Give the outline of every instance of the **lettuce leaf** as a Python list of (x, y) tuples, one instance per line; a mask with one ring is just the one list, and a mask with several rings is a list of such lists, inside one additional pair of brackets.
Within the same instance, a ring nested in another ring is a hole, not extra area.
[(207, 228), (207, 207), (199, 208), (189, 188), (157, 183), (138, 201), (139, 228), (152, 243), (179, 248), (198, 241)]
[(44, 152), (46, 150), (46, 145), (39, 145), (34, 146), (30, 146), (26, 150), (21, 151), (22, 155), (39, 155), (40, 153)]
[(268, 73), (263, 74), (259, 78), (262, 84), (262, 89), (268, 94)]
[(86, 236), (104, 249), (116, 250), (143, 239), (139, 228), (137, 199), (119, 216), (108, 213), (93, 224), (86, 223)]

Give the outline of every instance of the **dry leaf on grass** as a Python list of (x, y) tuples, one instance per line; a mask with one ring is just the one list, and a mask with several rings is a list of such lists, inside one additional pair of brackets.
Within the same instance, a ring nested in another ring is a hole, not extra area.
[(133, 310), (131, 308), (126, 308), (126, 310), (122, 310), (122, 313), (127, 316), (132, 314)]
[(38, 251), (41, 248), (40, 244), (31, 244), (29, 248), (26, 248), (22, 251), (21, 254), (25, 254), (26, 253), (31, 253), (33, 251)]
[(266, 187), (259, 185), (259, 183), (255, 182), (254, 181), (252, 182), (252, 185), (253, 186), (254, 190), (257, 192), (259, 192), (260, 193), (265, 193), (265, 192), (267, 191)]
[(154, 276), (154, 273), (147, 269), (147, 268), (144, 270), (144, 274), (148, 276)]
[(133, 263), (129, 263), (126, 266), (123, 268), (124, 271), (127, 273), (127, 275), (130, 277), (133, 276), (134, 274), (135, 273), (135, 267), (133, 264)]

★ ★ ★ ★ ★ ★ ★

Task to carry out ->
Present the material above as a numbered list, leaving out any blank lines.

Correct result ->
1. Give the outline of every instance of the **lettuce leaf** as a Python list of (x, y) tuples, one instance per line; a mask with one ring is just the one list, and a mask with several rings is a list of such lists, inside one additional pair of brackets.
2. Within the same instance, a ring nested in another ring is a hole, not extra area.
3. [(207, 228), (207, 207), (199, 208), (189, 188), (157, 183), (138, 201), (139, 228), (152, 243), (179, 248), (198, 241)]
4. [(44, 152), (46, 150), (46, 145), (39, 145), (34, 146), (30, 146), (26, 150), (21, 151), (22, 155), (39, 155), (40, 153)]
5. [(268, 73), (263, 74), (259, 78), (262, 84), (262, 89), (268, 94)]
6. [(86, 236), (104, 249), (116, 250), (143, 239), (139, 228), (137, 199), (119, 216), (108, 213), (93, 224), (86, 223)]
7. Give the outline of every instance of the **dry leaf on grass** as a Python list of (x, y) tuples, one instance per line; a mask with one ring is just the one list, and a mask with several rings is a list of such lists, inside one additional pair of brackets.
8. Within the same instance, a ring nested in another ring is a hole, not extra area.
9. [(133, 310), (131, 308), (126, 308), (126, 310), (122, 310), (122, 313), (127, 316), (132, 314)]
10. [(38, 251), (41, 248), (40, 244), (31, 244), (29, 248), (26, 248), (22, 251), (21, 254), (25, 254), (26, 253), (31, 253), (33, 251)]
11. [(266, 187), (259, 185), (259, 183), (255, 182), (254, 181), (252, 182), (252, 185), (253, 186), (254, 190), (257, 192), (259, 192), (260, 193), (265, 193), (265, 192), (267, 191)]
12. [(154, 276), (154, 273), (147, 269), (147, 268), (144, 270), (144, 274), (148, 276)]
13. [(133, 263), (129, 263), (126, 266), (123, 268), (124, 271), (127, 273), (127, 275), (130, 277), (133, 276), (134, 274), (135, 273), (135, 267), (133, 264)]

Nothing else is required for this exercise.